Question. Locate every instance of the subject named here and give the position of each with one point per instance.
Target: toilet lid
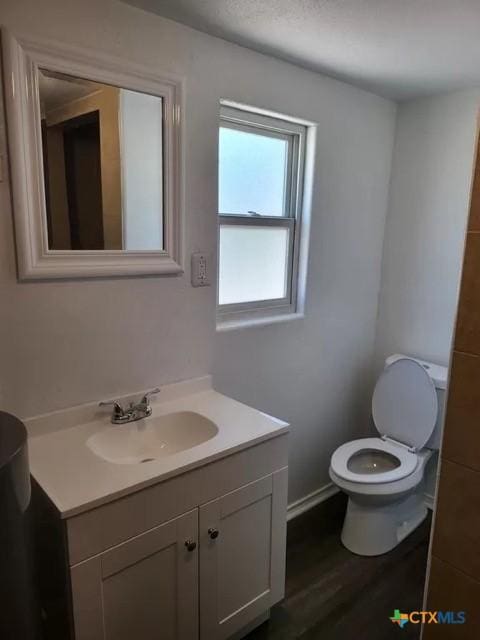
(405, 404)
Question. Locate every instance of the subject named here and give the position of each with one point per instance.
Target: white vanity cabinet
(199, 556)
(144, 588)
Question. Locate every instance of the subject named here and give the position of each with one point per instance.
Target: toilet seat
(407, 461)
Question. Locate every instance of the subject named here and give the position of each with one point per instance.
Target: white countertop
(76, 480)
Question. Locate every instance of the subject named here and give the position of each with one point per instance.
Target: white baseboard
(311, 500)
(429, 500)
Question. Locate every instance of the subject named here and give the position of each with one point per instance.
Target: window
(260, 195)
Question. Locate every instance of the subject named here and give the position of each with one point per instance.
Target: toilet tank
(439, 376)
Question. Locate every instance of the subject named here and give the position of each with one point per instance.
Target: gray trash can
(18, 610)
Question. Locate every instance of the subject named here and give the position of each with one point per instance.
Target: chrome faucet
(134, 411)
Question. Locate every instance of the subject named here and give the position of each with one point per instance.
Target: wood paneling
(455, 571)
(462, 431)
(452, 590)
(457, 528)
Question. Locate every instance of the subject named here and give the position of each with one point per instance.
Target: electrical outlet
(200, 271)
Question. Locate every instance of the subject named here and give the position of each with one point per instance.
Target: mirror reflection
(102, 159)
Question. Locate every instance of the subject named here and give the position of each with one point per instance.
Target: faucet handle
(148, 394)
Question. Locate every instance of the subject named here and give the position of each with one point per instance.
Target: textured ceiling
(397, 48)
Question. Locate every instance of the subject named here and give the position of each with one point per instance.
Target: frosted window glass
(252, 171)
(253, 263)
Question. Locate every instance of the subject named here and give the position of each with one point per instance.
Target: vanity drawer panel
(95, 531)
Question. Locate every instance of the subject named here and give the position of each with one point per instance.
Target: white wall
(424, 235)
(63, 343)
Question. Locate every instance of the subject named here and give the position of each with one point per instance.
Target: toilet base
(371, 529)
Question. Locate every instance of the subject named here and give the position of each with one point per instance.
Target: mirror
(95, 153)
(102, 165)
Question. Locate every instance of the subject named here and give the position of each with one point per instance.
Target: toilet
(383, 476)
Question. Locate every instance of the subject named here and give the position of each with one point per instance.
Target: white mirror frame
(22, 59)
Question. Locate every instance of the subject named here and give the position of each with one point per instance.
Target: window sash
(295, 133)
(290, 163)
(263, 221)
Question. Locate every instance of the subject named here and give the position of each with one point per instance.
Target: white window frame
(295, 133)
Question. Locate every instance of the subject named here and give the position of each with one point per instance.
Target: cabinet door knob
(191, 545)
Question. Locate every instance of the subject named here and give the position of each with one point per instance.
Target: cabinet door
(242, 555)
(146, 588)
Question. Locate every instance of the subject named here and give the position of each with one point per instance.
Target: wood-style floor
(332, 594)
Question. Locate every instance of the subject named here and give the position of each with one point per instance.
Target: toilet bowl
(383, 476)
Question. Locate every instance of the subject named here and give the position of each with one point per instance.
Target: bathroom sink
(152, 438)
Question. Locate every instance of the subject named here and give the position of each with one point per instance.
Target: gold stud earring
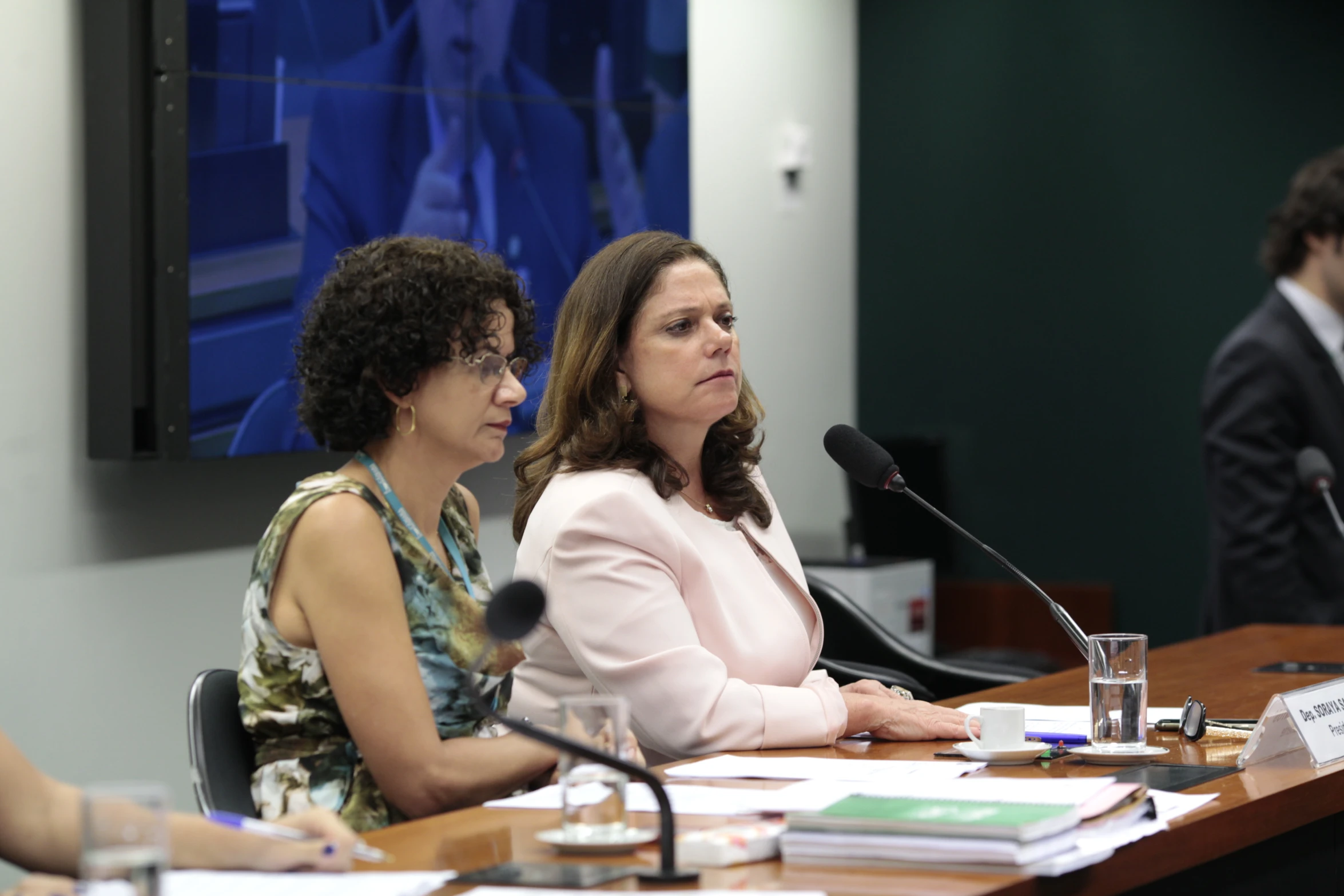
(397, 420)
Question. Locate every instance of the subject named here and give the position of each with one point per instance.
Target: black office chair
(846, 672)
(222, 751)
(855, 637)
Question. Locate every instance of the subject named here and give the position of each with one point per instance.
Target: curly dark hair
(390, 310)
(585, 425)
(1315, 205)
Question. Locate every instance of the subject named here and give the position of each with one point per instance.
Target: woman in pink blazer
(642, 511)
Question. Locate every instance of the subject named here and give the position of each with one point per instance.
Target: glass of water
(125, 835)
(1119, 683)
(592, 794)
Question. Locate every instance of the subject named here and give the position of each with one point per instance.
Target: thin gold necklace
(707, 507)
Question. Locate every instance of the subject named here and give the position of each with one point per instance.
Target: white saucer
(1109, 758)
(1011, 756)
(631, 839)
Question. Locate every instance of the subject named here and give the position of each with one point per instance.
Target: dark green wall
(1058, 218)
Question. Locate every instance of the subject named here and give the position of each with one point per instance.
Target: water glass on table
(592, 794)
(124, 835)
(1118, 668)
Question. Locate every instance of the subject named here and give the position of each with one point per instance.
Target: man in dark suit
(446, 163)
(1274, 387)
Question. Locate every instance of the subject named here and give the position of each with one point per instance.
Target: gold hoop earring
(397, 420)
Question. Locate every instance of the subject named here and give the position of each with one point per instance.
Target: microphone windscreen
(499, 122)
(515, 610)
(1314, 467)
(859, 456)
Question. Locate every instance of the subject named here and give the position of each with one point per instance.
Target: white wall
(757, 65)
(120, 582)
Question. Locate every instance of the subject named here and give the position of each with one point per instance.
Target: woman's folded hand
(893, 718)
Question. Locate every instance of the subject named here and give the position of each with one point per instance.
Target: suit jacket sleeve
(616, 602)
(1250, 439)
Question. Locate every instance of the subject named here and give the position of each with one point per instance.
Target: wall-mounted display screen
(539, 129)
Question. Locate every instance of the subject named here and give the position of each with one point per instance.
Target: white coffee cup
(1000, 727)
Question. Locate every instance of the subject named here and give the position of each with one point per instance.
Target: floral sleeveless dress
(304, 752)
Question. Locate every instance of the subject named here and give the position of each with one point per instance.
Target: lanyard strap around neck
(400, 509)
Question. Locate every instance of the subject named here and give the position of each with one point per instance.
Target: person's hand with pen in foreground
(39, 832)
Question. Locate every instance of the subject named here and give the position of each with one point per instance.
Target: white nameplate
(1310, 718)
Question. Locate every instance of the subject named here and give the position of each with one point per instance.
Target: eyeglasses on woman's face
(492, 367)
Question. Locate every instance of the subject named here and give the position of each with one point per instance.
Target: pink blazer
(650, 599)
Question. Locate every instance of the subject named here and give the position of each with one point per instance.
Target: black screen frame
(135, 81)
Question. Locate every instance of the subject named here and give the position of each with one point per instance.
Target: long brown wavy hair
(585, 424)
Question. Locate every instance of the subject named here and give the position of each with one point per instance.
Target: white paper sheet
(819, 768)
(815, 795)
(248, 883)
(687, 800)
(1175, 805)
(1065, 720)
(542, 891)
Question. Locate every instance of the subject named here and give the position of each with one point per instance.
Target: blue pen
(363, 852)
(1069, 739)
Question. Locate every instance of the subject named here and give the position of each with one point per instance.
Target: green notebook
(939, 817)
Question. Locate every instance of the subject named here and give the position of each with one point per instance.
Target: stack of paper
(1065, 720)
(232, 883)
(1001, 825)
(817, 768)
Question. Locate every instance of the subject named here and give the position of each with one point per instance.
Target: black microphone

------

A verbatim copy of the listing, with all pictures removed, is required.

Question. Locate every instance of the subject named here and give the position of each with one point per instance.
Target: toilet lid
(405, 404)
Question. Locate every instance of the subject named here and give the position of each with one point per instance.
Target: white vanity cabinet
(199, 556)
(144, 588)
Question. Locate every instance of the subject named here and give the position of each with one point per instance.
Target: toilet seat
(407, 461)
Question. Locate every instance of the subject named here and give the position of each with one point per instance.
Target: white countertop
(76, 480)
Question. Locate every instance of the subject named here and give the position of each with one point per instance.
Target: white baseboard
(311, 500)
(429, 500)
Question. Locate every instance of the subject named here and give the position of each with one point per instance.
Target: window
(260, 195)
Question. Locate every instance of the subject named here and give the position of each with one point per instance.
Target: toilet tank
(439, 376)
Question. Locate every instance of the subject named here and give the position of each with one point per instance.
Target: gray trash can
(18, 610)
Question. Locate every instance of the subject named here and give the position of each with one point per instance.
Target: chrome faucet
(134, 411)
Question. Locate every instance of the subject named here and give the position of each with one point per instance.
Target: wood paneling
(455, 571)
(462, 431)
(452, 590)
(457, 528)
Question. Locate every instance of the subject named here and give the position of each with one point per instance.
Target: electrical outlet
(200, 271)
Question. Locate every instance of the subject named here and give the position of each with one point per instance.
Target: mirror reflection
(102, 159)
Question. Locate every instance of the subject named here and give the position of each with one point per instance.
Target: faucet handle
(148, 394)
Question. Locate every instance of the subject named here and give the position of each with one point per instance.
Target: textured ceiling
(397, 48)
Question. Locate every instance of the subject named here and give the position of each with one point per instance.
Target: frosted window glass
(252, 171)
(253, 263)
Question. Locate every instance of the subject named here and give the position of each with one point per instance.
Target: vanity drawer panel
(95, 531)
Question. Locate every instance of the subject named here and give the position of each with one point per instance.
Target: white wall
(424, 235)
(63, 343)
Question. Locate every instance of the subject named here and give the position of each with one point per instance.
Target: toilet base
(371, 529)
Question. Locate every instance of the subject named here and give the position of each with one point per instance.
Target: mirror
(95, 153)
(102, 165)
Question. Locate every instance of the subject named here and give the position of each with one point per instance.
Target: toilet
(383, 476)
Question. Locate every instance of the subject named here and give the position of each with one point per instance.
Target: white mirror frame
(22, 59)
Question. Locate every instance of the subject named here and give the position of each with one point per instance.
Target: window sash
(295, 133)
(290, 163)
(263, 221)
Question. Locate every instance of the subject named here and give the position of each with one point per instance.
Target: white window frame
(295, 133)
Question. Locate every instance of the subject named here and give the position of each with one point per instance.
Target: cabinet door knob
(191, 545)
Question. Locate every instance of the subject named here and give the position of each with one point per instance.
Target: cabinet door
(242, 555)
(146, 588)
Question. Locate every instance of the subject named here and give the position of each with one point per instance.
Target: wood-style floor
(332, 594)
Question. Locate every instance of the subject named here and give the position of each with one point per instance.
Target: toilet bowl
(383, 476)
Question. Locate every instance of the subject named here and give the position of each with one point per instance.
Target: bathroom sink
(152, 438)
Question. Locate every instance of the subject named here and give the position of each with one point per instance.
Target: gold stud earring
(397, 420)
Question. Locate every instance of the subject named here and give the position of each with one point per instance.
Target: black office chair
(846, 672)
(222, 751)
(855, 637)
Question. Locate every instance of the subject named here and give the position of each with one point per instance.
Target: curly dark hair
(390, 310)
(585, 425)
(1315, 205)
Question. Locate every instance of the subject named here and give the position of each with one point per instance.
Target: woman in pink blazer
(642, 511)
Question. Locate every instance of the subject named here and give the position of each with one point per instance.
Target: glass of water
(125, 835)
(1119, 683)
(592, 794)
Question. Locate every instance of the subject named here and give the position of each with one point per instance.
Target: thin gold necklace
(707, 507)
Question. Locate every instance of the subject named here and give the position of each with one point per instance.
Target: white saucer
(1109, 758)
(1011, 756)
(631, 839)
Question. Locate every instance of the subject named here and give the position of each with one point per instance.
Target: dark green wall
(1058, 218)
Question. Locate every instance of the subject named here and give the position of each with one point per instance.
Target: water glass on table
(592, 794)
(124, 835)
(1118, 668)
Question. Locate every instance of the subject named here and give the position of each with one point per instance.
Target: man in dark suit
(446, 163)
(1274, 387)
Question. Locate every instance of the subject named here and give the position of each with one point per instance.
Target: gold hoop earring
(397, 420)
Question. Locate every instance of the subject named here and give the position of each with one point per instance.
Target: microphone windscreen
(499, 122)
(515, 610)
(1314, 467)
(859, 456)
Question. Locate every instance of the subject named here and give the position of each with one point per instance.
Target: white wall
(757, 65)
(120, 582)
Question. Locate every instance of the subject named here and give the position of each with one point per instance.
Target: woman's folded hand
(893, 718)
Question. Locate every instance of the subject named here and give the position of each with one point per instance.
Target: suit jacket sleeve
(616, 602)
(1250, 439)
Question. Locate every instance of the subject named here and give the position of each with one point per instance.
Target: wall-mounted display screen
(539, 129)
Question. Locate every instance of the subject named here and give the position of each with one point per instance.
Target: white coffee cup
(1000, 727)
Question. Locate every instance of the subject named here and give the position of each with one point per instance.
Target: floral sleeveless dress
(304, 752)
Question. Locate every instance of the subject named here and give the position of each with one point per instance.
Target: lanyard strap around neck
(400, 509)
Question. Locate every instance of the subject named here and give the position of each with one point per instance.
Target: person's hand with pen in foreground
(39, 832)
Question. Locate every instance of the subject named here and give the position of each with one point per instance.
Target: white nameplate
(1310, 718)
Question. Locate every instance of the subject named here and give the position of each with one point per instance.
Target: eyeglasses on woman's face
(492, 367)
Question. Locate every instance of the subject named here and give the position of each with one point per instance.
Target: pink blazer
(650, 599)
Question. Locate every instance of the subject named here and give the position of each with one point per instance.
Target: black screen frame
(135, 81)
Question. Locate every instance of the subject named here and give the position of each with one point per instance.
Target: long brown wavy hair
(585, 424)
Question. Locate every instance of the subject named here and give the position of each with one point per instance.
Target: white paper sheet
(819, 768)
(815, 795)
(248, 883)
(687, 800)
(1175, 805)
(1065, 720)
(542, 891)
Question. Locate every instance of the subject named here and give the position of each with one point per instance.
Target: blue pen
(363, 852)
(1069, 739)
Question. Locate every instance of the subject named here and give the position of each with one point per instance.
Target: green notebook
(939, 817)
Question. Locate every instance of the subject named here and give the position of each with one point per instance.
Target: stack of paper
(1065, 720)
(232, 883)
(1001, 825)
(817, 768)
Question. Locate every instance of the subject named here and give the position of each with one point per instance.
Target: black microphone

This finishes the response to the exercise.